__WORK TO BE COMPLETED__
Please find each row that contains the word "petal" and copy every one of those rows in full.

(Rows from a dataset)
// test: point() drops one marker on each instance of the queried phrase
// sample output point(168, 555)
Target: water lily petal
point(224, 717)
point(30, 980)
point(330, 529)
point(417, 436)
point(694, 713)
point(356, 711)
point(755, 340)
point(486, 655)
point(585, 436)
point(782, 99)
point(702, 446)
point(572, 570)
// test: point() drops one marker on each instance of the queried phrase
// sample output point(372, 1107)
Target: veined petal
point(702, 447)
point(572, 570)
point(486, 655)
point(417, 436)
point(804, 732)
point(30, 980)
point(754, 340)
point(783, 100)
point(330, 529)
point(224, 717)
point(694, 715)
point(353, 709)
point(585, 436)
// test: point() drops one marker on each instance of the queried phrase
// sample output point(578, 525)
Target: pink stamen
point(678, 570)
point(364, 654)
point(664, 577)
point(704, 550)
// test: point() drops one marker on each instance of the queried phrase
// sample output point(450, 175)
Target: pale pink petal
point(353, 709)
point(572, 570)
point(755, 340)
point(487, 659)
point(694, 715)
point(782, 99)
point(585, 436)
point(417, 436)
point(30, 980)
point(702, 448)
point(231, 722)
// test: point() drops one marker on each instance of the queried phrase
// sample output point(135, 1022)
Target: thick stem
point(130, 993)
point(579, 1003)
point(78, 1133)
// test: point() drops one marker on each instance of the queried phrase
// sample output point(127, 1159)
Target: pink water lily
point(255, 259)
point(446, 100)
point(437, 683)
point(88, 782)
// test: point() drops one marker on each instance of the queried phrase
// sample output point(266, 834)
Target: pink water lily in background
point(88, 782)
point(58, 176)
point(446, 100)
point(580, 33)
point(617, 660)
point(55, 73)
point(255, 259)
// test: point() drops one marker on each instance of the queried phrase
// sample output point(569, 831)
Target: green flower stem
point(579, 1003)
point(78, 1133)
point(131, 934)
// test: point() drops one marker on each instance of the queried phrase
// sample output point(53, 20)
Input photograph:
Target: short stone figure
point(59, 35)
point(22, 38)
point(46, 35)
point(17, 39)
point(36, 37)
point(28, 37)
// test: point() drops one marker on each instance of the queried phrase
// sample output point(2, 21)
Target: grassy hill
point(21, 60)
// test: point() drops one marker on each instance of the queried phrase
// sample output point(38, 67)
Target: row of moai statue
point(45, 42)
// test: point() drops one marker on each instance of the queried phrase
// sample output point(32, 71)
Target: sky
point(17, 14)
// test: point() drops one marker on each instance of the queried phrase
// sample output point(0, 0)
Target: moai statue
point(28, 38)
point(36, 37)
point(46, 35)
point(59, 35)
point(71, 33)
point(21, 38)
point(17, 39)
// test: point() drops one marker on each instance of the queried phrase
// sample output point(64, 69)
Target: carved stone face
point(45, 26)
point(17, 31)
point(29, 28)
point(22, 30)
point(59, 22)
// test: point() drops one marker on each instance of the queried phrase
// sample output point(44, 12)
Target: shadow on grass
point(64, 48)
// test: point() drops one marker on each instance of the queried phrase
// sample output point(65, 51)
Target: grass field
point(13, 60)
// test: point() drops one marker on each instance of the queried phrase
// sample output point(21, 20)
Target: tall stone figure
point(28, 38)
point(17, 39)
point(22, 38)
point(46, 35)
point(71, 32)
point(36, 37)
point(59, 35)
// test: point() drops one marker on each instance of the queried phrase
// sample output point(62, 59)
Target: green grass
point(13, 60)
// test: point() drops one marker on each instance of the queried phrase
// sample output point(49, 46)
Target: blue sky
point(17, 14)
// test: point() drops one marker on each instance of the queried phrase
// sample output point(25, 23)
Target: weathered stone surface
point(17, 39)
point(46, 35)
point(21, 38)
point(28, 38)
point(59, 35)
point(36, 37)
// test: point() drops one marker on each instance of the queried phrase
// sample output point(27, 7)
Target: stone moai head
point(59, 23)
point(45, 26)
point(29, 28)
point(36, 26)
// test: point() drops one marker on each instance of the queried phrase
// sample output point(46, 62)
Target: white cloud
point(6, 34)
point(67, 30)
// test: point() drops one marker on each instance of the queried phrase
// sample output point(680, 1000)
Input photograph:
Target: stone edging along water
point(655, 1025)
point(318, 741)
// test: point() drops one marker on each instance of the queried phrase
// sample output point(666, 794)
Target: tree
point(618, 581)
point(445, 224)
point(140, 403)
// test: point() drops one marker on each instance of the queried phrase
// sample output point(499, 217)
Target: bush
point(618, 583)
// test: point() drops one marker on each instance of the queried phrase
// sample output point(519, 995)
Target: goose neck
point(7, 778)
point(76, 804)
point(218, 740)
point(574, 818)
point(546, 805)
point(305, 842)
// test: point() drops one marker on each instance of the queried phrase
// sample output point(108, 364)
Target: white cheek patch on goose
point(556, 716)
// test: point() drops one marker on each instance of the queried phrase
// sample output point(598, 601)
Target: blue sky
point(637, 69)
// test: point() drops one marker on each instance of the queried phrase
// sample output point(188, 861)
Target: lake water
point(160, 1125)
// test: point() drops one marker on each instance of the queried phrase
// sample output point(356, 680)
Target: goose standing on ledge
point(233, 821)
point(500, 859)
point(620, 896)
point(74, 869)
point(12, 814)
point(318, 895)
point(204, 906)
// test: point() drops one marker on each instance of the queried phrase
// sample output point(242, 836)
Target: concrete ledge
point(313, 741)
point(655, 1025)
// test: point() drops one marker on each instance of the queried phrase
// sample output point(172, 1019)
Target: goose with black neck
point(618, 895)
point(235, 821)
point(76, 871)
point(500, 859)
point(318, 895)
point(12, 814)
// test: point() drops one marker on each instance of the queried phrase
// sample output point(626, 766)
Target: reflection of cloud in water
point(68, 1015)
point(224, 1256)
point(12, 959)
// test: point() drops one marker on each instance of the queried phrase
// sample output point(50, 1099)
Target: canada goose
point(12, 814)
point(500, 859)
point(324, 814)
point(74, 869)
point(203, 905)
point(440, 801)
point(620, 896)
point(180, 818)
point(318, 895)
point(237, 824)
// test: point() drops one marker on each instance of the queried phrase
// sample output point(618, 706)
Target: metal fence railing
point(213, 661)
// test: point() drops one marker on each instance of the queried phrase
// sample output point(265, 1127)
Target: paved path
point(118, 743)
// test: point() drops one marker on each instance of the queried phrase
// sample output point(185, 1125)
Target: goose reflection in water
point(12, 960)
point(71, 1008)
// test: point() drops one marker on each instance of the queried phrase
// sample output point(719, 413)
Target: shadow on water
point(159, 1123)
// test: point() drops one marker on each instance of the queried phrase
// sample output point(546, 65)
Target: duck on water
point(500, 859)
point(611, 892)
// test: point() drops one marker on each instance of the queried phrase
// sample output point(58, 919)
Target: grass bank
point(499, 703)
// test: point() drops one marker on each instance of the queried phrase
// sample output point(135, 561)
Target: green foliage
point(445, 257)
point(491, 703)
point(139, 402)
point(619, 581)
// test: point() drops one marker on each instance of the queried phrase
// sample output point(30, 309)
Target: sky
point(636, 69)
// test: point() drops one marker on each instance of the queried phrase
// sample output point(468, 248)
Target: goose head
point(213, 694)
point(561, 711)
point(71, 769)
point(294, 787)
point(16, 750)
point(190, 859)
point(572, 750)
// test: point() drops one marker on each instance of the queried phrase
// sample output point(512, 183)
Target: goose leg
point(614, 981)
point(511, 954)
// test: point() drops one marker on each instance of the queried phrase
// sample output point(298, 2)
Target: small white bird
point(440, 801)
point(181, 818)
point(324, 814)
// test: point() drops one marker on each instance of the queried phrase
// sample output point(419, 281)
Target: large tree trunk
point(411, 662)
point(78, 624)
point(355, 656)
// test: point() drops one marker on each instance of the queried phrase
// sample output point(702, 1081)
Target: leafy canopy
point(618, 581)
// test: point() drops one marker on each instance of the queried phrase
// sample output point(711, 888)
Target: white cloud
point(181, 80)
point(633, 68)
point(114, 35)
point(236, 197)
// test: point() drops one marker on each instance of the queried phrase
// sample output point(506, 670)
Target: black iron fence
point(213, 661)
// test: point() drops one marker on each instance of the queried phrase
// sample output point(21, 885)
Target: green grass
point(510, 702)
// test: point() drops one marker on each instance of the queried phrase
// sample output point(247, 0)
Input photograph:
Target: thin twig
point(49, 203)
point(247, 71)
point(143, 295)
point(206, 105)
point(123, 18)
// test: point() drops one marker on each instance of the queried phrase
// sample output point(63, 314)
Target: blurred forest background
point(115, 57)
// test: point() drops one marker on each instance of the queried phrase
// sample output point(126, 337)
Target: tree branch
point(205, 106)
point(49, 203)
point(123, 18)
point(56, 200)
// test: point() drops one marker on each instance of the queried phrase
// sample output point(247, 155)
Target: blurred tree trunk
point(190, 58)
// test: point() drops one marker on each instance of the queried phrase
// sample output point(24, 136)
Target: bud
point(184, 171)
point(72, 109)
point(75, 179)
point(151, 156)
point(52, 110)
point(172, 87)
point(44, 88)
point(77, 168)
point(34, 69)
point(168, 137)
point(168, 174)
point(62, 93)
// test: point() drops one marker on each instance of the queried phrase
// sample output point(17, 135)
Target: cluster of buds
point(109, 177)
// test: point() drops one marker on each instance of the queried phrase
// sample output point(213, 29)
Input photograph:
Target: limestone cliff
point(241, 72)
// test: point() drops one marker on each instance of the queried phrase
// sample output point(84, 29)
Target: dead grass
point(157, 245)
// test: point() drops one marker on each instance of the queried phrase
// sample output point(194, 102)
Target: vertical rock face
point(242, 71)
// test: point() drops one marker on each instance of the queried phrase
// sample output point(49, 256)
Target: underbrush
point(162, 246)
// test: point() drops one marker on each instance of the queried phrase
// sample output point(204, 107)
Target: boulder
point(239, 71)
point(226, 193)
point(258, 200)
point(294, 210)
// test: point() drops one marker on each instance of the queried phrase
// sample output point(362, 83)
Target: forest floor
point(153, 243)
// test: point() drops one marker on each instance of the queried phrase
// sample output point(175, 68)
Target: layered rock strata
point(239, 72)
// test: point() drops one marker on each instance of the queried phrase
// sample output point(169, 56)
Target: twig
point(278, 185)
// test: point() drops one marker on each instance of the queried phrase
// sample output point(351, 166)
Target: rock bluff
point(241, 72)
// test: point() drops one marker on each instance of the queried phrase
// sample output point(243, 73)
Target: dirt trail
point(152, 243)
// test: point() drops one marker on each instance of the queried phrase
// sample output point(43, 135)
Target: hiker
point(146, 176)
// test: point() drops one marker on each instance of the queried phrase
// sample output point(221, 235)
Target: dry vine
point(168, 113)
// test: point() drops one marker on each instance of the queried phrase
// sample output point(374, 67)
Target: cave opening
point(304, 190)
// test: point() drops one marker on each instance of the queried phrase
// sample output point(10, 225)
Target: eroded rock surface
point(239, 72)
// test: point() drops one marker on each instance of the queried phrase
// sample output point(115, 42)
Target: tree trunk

__ANSWER IN FULL__
Target: water lily petal
Target: veined petal
Target: pale pink petal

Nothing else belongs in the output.